• What is being asked
Can you render the records as a Markdown table with the columns Row and Line, starting with the line that contains "the black sports" and going on through the line that contains "x=480 y=440", skipping blank lines? Include only those lines.

Point-based annotation data
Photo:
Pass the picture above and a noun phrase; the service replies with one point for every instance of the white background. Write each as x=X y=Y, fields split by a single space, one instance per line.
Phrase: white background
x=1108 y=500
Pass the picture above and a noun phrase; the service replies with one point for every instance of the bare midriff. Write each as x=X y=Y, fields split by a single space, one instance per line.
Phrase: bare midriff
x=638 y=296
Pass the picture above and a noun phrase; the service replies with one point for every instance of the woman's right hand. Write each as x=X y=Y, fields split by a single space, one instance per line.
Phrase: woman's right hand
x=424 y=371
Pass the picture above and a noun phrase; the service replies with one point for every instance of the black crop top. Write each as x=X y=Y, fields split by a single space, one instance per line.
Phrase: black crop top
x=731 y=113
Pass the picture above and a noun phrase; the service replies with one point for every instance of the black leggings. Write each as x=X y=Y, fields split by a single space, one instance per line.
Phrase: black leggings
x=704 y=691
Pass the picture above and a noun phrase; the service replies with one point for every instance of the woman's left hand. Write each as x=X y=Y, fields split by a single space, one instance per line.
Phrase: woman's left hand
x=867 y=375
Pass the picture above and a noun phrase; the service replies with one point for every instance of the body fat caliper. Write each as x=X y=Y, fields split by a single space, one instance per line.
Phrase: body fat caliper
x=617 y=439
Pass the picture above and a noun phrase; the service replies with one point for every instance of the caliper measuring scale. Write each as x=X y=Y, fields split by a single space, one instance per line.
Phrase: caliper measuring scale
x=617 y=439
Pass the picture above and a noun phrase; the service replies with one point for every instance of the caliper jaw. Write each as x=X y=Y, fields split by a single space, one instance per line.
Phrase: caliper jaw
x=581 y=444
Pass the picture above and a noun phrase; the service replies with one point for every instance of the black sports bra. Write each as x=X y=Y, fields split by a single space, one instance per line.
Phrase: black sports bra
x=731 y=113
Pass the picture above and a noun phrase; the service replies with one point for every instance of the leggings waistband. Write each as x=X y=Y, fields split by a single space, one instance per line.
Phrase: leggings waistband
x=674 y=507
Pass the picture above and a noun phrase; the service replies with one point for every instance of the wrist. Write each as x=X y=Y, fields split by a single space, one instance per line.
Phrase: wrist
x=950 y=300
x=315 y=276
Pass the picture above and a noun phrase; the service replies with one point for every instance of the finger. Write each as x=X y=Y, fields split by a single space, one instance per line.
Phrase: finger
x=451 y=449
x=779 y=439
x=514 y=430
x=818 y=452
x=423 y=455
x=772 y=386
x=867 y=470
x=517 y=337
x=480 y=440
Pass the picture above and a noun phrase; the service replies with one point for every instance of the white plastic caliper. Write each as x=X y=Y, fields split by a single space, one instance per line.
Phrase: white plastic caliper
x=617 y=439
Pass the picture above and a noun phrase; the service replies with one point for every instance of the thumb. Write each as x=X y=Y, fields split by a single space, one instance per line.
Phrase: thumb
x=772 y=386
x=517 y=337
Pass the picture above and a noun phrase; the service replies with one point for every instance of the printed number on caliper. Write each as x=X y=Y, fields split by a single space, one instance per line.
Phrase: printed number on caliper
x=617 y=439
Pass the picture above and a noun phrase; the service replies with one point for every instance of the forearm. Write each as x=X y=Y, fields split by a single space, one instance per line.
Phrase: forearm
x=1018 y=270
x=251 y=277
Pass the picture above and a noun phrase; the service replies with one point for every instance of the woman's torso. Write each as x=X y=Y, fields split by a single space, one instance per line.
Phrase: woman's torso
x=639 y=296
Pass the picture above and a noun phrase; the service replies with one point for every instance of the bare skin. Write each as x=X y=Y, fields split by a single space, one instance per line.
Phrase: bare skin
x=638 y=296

• Result of the exercise
| Row | Line |
|---|---|
| 1 | Pass the picture above and a noun phrase; the service replies with one point for every instance of the black sports bra. Write each as x=X y=Y, fields split by a single space, one instance per line. |
| 2 | Phrase: black sports bra |
| 3 | x=731 y=113 |
| 4 | Pass the picture above and a noun phrase; the service replies with one point for every instance of the leggings waistband. Write each as x=X y=Y, fields split by a single space, one instance per line. |
| 5 | Phrase: leggings waistband |
| 6 | x=674 y=507 |
| 7 | Pass the picture above and a noun phrase; the service replies with one point for every instance of the wrist. Write each as x=X y=Y, fields split by a single space, one instance per line. |
| 8 | Phrase: wrist |
| 9 | x=950 y=300 |
| 10 | x=315 y=276 |
| 11 | Pass the picture above and a noun phrase; the service replies with one point for every instance of the finger. Write each as x=X y=Y, fields split by a single space, one instance per line. |
| 12 | Phrase: finger |
| 13 | x=451 y=449 |
| 14 | x=779 y=439 |
| 15 | x=514 y=430 |
| 16 | x=818 y=452 |
| 17 | x=423 y=455 |
| 18 | x=772 y=386 |
| 19 | x=867 y=470 |
| 20 | x=517 y=337 |
| 21 | x=480 y=440 |